===== Data extract =====

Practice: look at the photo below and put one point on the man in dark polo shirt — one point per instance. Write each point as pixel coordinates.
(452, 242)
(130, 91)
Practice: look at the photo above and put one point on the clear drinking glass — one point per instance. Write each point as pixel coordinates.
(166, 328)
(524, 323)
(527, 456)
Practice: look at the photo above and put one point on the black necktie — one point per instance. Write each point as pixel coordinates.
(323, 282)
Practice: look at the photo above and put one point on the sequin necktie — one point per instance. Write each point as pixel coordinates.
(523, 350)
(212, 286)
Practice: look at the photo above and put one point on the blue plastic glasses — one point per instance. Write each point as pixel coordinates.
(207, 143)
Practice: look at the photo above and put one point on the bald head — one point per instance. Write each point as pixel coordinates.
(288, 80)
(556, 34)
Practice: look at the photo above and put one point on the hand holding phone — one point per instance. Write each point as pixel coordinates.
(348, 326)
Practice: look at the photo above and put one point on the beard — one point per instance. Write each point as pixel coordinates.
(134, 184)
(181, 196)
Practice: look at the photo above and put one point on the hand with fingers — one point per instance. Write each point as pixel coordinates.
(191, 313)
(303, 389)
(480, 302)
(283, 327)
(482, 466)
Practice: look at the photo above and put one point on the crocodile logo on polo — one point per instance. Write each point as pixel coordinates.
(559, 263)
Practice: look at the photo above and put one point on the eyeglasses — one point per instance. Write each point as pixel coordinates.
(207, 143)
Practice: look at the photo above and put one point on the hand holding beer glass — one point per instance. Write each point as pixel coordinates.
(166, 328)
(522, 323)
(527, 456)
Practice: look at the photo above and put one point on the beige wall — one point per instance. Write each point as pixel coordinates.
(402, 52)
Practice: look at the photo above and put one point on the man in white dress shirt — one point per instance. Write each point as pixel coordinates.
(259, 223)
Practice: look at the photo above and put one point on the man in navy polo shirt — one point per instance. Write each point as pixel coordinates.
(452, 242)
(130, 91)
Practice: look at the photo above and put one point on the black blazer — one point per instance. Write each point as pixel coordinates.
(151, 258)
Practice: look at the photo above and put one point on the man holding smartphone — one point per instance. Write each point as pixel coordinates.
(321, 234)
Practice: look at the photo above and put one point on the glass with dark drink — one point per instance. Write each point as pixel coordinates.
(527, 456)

=====

● **Task to complete**: A faithful copy of all the records is required.

● **Written solution**:
Practice: look at the photo below and put one point on the man in dark polo shirt — one point per instance. Write each point as pixel coordinates.
(452, 242)
(130, 91)
Practice: look at the photo above and put one point on the clear drinking glass — one point per instance. Write each point as pixel coordinates.
(166, 328)
(524, 323)
(527, 456)
Practice: look at the photo above and put one point on the black necktie — one point per instance. Write each point as pixel coordinates.
(323, 282)
Practice: look at the photo above and put one point on the sequin necktie — one point per instance. Write each point as pixel coordinates.
(523, 350)
(212, 286)
Practice: look at the photo above and put one point on the blue plastic glasses — one point per instance. Write each point as pixel coordinates.
(207, 143)
Practice: look at the photo above and put one point on the bald head — one point per instance. Write each point as pixel coordinates.
(288, 80)
(556, 34)
Practice: look at the photo above and put one point on the hand holding phone — one point per instance. Write each point as pixel coordinates.
(348, 326)
Practice: look at the photo above and put one point on the beard — one point per instance. Write each point as pixel coordinates.
(134, 184)
(181, 196)
Practice: look at the photo above and put one point on the hand with fingers — one point per instance. Write each point as pixel coordinates.
(191, 313)
(303, 389)
(480, 302)
(283, 327)
(482, 466)
Practice: look at the photo above and put one point on the crocodile logo on polo — one point per instance. Write each point as pixel coordinates.
(559, 263)
Practice: look at the photo above and put one point on the eyeglasses — one point per instance. Write each point as pixel coordinates.
(207, 143)
Practice: look at the photo above and put one point on the hand holding beer glass — one point per instance. Write each point as pixel coordinates.
(166, 328)
(522, 323)
(527, 456)
Practice: look at the photo above and put one point on the beige wall — one point per instance. Write each point as pixel coordinates.
(402, 52)
Practice: look at the photo above and put one point on the man in white dress shirt — one point per instance. Write each point as pixel coordinates.
(259, 223)
Practice: look at the photo above and put one point on the man in navy polo shirt — one point per instance. Write each point as pixel coordinates.
(452, 242)
(130, 91)
Practice: look at the photo above and put one point on the black blazer — one point per instance. Write each point as pixel coordinates.
(151, 258)
Practice: look at the photo above and put one point on the man holding smartphone — one point per instance. Write each point as pixel coordinates.
(321, 234)
Practice: look at the photo above and put one point on the glass with dark drink — one point per instance. Write each point as pixel coordinates.
(527, 456)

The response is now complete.